**Task statement**
From the first line to the last, repeat the data exactly and drop the pictures.

START Dataset entries

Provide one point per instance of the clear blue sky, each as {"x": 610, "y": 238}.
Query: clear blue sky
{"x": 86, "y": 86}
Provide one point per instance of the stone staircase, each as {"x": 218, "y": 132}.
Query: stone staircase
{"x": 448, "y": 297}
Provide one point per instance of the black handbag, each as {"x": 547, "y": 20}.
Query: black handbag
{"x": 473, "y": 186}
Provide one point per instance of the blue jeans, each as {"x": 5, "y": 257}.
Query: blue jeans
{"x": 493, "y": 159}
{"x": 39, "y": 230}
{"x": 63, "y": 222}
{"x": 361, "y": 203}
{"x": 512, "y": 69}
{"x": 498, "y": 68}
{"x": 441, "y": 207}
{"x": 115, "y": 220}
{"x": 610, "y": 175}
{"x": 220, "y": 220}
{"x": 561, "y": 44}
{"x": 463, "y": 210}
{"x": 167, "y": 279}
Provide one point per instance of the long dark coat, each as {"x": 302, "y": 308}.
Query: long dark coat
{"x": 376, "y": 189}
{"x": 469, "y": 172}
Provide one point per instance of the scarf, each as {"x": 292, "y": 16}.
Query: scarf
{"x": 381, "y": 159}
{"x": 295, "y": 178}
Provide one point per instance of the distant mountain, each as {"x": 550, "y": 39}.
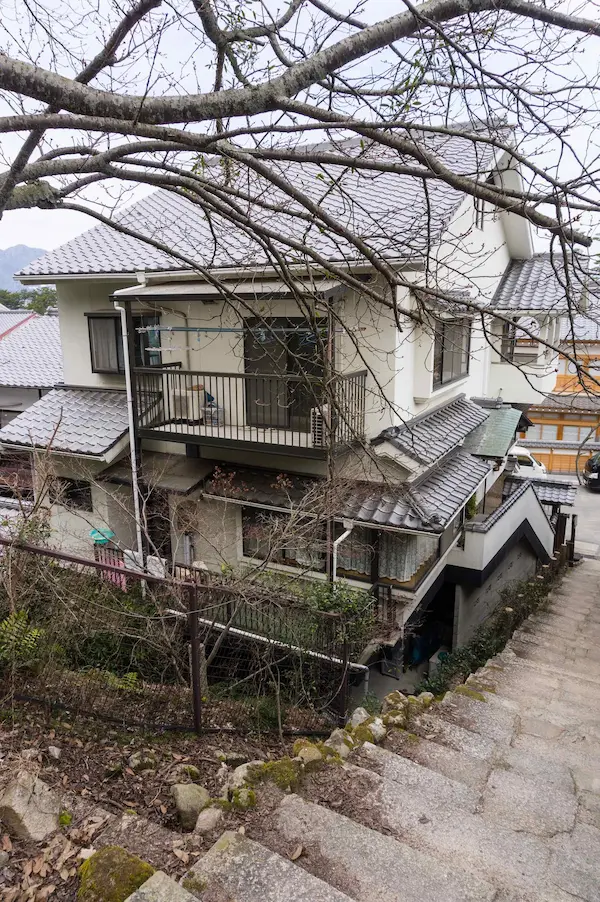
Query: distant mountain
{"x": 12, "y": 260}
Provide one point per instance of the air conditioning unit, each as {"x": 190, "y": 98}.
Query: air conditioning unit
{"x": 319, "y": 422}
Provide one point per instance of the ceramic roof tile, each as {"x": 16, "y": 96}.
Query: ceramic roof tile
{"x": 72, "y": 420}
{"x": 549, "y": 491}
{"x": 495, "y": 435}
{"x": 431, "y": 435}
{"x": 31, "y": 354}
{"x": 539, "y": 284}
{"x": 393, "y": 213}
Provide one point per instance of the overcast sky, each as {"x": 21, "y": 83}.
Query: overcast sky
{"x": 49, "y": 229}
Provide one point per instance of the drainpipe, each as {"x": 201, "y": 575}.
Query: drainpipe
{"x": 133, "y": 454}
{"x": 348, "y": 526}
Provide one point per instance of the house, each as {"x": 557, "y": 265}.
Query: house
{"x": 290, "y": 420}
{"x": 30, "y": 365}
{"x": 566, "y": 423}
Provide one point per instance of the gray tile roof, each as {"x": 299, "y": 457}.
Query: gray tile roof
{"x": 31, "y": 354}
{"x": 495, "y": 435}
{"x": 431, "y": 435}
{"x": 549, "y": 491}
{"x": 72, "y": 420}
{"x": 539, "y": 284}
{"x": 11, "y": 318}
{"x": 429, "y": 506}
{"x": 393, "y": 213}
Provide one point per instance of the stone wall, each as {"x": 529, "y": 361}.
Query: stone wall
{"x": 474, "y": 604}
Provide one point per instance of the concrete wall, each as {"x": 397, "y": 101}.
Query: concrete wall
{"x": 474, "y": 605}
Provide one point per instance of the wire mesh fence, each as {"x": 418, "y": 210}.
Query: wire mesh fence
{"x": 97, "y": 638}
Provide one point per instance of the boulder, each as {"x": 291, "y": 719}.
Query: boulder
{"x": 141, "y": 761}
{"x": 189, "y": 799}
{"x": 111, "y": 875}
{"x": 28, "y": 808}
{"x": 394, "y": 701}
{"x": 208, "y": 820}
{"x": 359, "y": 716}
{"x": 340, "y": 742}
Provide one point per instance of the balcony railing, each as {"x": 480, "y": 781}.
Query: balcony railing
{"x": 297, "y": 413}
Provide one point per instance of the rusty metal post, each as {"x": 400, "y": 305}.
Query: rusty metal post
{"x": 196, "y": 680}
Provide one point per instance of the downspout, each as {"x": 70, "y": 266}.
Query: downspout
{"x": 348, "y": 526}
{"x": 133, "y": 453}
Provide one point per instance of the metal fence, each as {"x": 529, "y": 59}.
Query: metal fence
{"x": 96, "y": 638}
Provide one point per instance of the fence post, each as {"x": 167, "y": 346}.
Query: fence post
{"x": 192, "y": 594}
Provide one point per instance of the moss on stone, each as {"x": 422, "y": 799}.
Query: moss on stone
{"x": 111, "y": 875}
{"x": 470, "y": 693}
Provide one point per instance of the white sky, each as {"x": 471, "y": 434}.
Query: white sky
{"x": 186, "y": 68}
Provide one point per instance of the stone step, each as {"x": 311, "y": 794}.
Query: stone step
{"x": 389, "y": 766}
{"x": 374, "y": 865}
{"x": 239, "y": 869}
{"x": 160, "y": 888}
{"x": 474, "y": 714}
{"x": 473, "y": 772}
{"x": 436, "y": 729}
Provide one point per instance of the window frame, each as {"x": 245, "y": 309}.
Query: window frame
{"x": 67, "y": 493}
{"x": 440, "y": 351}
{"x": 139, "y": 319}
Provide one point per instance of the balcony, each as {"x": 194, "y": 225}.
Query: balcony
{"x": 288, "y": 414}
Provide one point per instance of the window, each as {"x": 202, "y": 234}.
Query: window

END Dataset entries

**Expected output**
Provide one point per instance of the clear blue sky, each as {"x": 610, "y": 238}.
Query: clear blue sky
{"x": 86, "y": 86}
Provide one point per instance of the stone staircase, each as {"x": 218, "y": 132}.
Query: stone staircase
{"x": 448, "y": 297}
Provide one point per instance of the black handbag, each as {"x": 547, "y": 20}.
Query: black handbag
{"x": 473, "y": 186}
Provide one point per instance of the blue jeans, each as {"x": 5, "y": 257}.
Query: blue jeans
{"x": 493, "y": 159}
{"x": 39, "y": 230}
{"x": 63, "y": 222}
{"x": 361, "y": 203}
{"x": 512, "y": 69}
{"x": 498, "y": 68}
{"x": 441, "y": 207}
{"x": 115, "y": 220}
{"x": 610, "y": 175}
{"x": 220, "y": 220}
{"x": 561, "y": 44}
{"x": 463, "y": 210}
{"x": 167, "y": 279}
Provide one point per instance of the long dark coat, each as {"x": 302, "y": 308}.
Query: long dark coat
{"x": 376, "y": 189}
{"x": 469, "y": 172}
Provide one point per instance of the scarf, each as {"x": 292, "y": 16}.
Query: scarf
{"x": 381, "y": 159}
{"x": 295, "y": 178}
Provide one point per instance of the distant mountain, each as {"x": 550, "y": 39}.
Query: distant mountain
{"x": 12, "y": 260}
Provide one point per instance of the air conditioning unit, each as {"x": 190, "y": 98}.
Query: air conditioning unit
{"x": 319, "y": 422}
Provide one point per instance of the ceramic roof tile, each as {"x": 16, "y": 96}.
Query: ceramic roof tile
{"x": 72, "y": 420}
{"x": 549, "y": 491}
{"x": 495, "y": 435}
{"x": 431, "y": 435}
{"x": 31, "y": 354}
{"x": 539, "y": 284}
{"x": 393, "y": 213}
Provide one point per instance of the overcast sky, each as {"x": 21, "y": 83}.
Query: overcast sky
{"x": 49, "y": 229}
Provide one point per instance of the drainpipe, each as {"x": 201, "y": 575}.
Query: drainpipe
{"x": 133, "y": 454}
{"x": 348, "y": 526}
Provide one point per instance of the house, each as {"x": 557, "y": 265}.
Query: house
{"x": 290, "y": 420}
{"x": 30, "y": 365}
{"x": 566, "y": 423}
Provide one point per instance of the gray tile roof, each as {"x": 299, "y": 457}.
Query: gray tile roof
{"x": 31, "y": 354}
{"x": 495, "y": 435}
{"x": 431, "y": 435}
{"x": 549, "y": 491}
{"x": 72, "y": 420}
{"x": 539, "y": 284}
{"x": 11, "y": 318}
{"x": 429, "y": 506}
{"x": 393, "y": 213}
Provide one point per instance of the stone wall, each as {"x": 529, "y": 361}.
Query: stone wall
{"x": 474, "y": 604}
Provide one point per instance of the concrete wall, each as {"x": 397, "y": 101}.
Query: concrete wall
{"x": 474, "y": 605}
Provide one point per instance of the wire mesh fence, each as {"x": 418, "y": 210}.
Query: wire mesh fence
{"x": 97, "y": 638}
Provide one point per instance of the boulder, each as {"x": 291, "y": 719}.
Query: boulder
{"x": 141, "y": 761}
{"x": 189, "y": 799}
{"x": 111, "y": 875}
{"x": 28, "y": 808}
{"x": 394, "y": 701}
{"x": 208, "y": 820}
{"x": 359, "y": 716}
{"x": 340, "y": 742}
Provide one point per instance of the balcony railing, each as {"x": 480, "y": 781}.
Query: balcony railing
{"x": 297, "y": 413}
Provide one point per instance of the rusty metal post, each as {"x": 400, "y": 305}.
Query: rusty metal post
{"x": 196, "y": 680}
Provide one point per instance of the downspout, each as {"x": 70, "y": 266}.
Query: downspout
{"x": 348, "y": 526}
{"x": 133, "y": 453}
Provide one point per instance of the metal fence, each as {"x": 529, "y": 59}.
Query: metal fence
{"x": 96, "y": 638}
Provide one point per instance of the fence post, each as {"x": 167, "y": 346}.
Query: fence post
{"x": 192, "y": 594}
Provide one point per instance of the moss on stone, each as {"x": 422, "y": 799}.
Query: moss on stone
{"x": 111, "y": 875}
{"x": 470, "y": 693}
Provide one point per instance of the white sky, each as {"x": 471, "y": 434}.
Query: white sky
{"x": 186, "y": 68}
Provide one point per instance of the stone step, each as {"x": 311, "y": 794}.
Query: stone step
{"x": 389, "y": 766}
{"x": 374, "y": 865}
{"x": 239, "y": 869}
{"x": 160, "y": 888}
{"x": 474, "y": 714}
{"x": 473, "y": 772}
{"x": 436, "y": 729}
Provide one point per instance of the window frame, each as {"x": 245, "y": 309}.
Query: window frame
{"x": 67, "y": 493}
{"x": 440, "y": 351}
{"x": 139, "y": 319}
Provide one point per instance of the balcony, each as {"x": 194, "y": 225}.
Query: balcony
{"x": 288, "y": 414}
Provide one point per instance of the window, each as {"x": 202, "y": 234}.
Query: window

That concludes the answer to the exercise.